Untersuchungen in Baden-Württemberg
zeigten in diesem Sommer tatsächlich,
dass bei vier von zehn untersuchten
Karotten aus Italien zu Unrecht Bio drauf
stand. Im Schnitt waren 12,7 Prozent der Biowaren mit verbotenen Rückständen belastet.
Die gefundenen Pestizid-Rückstandsmengen
waren teilweise so gross,
dass vermutet werden musste, konventionelle
Früchte und Gemüse seien vom Handel
umdeklariert worden.
Die Biobranche nimmt den Betrug ernst.
Das zeigt die Tatsache, dass Anfang Oktober
in Frick eine Tagung zum Thema stattfand.
60 Experten aus zehn EU-Ländern,
aus den USA und China diskutierten darüber,
wie Betrug künftig frühzeitig erkannt
und verhindert werden kann. Denn: „Bio
lebt stark von der Glaubwürdigkeit und ist
dadurch verletzlich“, sagt Bio Suisse-Sprecherin
Jacqueline Forster. „Das Label insgesamt
und jeder einzelne Produzent hat einen
Ruf zu verlieren.”

Datensätze >>

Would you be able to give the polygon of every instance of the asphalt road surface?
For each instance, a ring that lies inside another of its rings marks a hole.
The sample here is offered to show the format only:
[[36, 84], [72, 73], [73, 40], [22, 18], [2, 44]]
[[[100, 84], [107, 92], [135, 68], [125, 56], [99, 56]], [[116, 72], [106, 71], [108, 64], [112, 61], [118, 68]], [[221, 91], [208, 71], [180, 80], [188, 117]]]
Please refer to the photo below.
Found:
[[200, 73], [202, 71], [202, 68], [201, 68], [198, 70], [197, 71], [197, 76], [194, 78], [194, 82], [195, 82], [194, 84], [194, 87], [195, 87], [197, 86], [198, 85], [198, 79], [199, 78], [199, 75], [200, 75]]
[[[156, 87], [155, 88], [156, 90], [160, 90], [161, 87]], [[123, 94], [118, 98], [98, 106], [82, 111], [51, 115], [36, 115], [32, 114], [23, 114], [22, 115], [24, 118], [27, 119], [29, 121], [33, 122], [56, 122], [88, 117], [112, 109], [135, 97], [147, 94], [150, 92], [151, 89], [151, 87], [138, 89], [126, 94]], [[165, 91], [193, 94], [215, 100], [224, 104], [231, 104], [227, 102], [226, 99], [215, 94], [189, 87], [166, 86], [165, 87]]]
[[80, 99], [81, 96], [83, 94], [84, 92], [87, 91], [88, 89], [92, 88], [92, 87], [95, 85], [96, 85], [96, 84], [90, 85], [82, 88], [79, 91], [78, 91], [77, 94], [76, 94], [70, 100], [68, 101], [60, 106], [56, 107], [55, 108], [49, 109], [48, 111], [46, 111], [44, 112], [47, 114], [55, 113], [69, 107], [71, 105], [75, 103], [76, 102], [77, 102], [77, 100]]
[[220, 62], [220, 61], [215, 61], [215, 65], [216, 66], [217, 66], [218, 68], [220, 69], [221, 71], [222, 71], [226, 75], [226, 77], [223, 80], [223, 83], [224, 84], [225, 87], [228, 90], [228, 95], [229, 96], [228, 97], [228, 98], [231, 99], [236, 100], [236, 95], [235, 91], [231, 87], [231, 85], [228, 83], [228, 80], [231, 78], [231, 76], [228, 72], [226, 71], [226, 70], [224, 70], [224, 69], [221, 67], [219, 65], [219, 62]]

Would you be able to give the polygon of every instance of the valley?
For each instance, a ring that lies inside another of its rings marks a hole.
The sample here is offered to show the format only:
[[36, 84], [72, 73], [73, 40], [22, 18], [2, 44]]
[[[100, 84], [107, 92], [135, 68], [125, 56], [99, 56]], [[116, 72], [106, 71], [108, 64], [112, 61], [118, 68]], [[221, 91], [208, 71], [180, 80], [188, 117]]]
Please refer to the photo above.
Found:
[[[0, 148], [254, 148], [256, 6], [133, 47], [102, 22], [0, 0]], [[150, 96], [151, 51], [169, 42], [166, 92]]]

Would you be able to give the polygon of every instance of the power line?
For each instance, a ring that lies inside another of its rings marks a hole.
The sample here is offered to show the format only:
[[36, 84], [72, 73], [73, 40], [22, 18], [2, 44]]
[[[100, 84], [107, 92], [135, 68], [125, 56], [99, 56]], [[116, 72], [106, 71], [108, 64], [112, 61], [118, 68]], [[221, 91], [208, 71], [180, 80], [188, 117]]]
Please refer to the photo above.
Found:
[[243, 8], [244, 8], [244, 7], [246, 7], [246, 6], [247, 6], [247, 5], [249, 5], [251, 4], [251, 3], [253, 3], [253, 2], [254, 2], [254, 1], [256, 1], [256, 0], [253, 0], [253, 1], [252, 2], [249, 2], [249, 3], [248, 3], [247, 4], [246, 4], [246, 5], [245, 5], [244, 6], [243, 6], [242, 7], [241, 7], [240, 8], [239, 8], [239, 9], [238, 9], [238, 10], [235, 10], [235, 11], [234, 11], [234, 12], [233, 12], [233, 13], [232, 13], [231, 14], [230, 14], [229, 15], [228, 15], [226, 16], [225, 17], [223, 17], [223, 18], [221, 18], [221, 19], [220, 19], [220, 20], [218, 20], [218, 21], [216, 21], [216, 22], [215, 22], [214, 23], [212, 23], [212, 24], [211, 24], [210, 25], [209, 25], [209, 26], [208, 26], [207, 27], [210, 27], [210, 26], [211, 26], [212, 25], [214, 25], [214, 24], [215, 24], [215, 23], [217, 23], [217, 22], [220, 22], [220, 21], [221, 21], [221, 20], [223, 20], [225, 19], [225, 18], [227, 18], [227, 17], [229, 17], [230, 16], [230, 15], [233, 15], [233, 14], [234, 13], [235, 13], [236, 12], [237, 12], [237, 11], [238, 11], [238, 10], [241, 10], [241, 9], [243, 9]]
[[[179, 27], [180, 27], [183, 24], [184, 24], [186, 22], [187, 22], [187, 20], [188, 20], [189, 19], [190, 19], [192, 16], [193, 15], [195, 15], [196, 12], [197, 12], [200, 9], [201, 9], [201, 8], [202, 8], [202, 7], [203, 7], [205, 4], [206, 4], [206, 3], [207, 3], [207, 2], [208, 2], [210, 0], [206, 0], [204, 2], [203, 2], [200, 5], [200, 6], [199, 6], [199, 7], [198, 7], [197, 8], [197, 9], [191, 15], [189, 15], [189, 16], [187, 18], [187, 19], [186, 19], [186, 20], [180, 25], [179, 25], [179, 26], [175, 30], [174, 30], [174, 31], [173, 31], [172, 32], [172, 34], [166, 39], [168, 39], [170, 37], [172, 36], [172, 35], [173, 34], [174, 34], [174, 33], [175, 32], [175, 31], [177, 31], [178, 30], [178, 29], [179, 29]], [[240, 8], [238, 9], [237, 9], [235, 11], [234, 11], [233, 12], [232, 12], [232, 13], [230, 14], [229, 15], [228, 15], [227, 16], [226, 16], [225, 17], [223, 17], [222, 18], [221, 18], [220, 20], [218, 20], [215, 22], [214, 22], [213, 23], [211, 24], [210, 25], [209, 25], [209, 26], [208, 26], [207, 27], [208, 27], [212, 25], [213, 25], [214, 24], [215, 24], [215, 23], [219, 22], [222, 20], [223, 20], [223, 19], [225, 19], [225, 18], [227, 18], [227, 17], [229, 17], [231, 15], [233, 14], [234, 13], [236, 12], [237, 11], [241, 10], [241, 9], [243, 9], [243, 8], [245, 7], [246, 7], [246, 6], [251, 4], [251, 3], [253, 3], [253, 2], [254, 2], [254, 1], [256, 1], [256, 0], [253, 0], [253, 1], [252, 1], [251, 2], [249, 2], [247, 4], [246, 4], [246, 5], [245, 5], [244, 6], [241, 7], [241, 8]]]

Zu erledigende Aufgaben >>
1 – Schreib aus dem Textauszug die Stelle ab, die bei „Die gefundenen Pestizid-Rückstandsmengen“ anfängt und bei „umdeklariert worden.“ aufhört.
2 – Nenne alle Staaten, die im Textauszug namentlich erwähnt werden.
Für das Folgende sind die Datensätze ohne Belang.

Richtige Lösungen >>
1 –
Die gefundenen Pestizid-Rückstandsmengen
waren teilweise so gross,
dass vermutet werden musste, konventionelle
Früchte und Gemüse seien vom Handel
umdeklariert worden.

2 – Italien, USA, China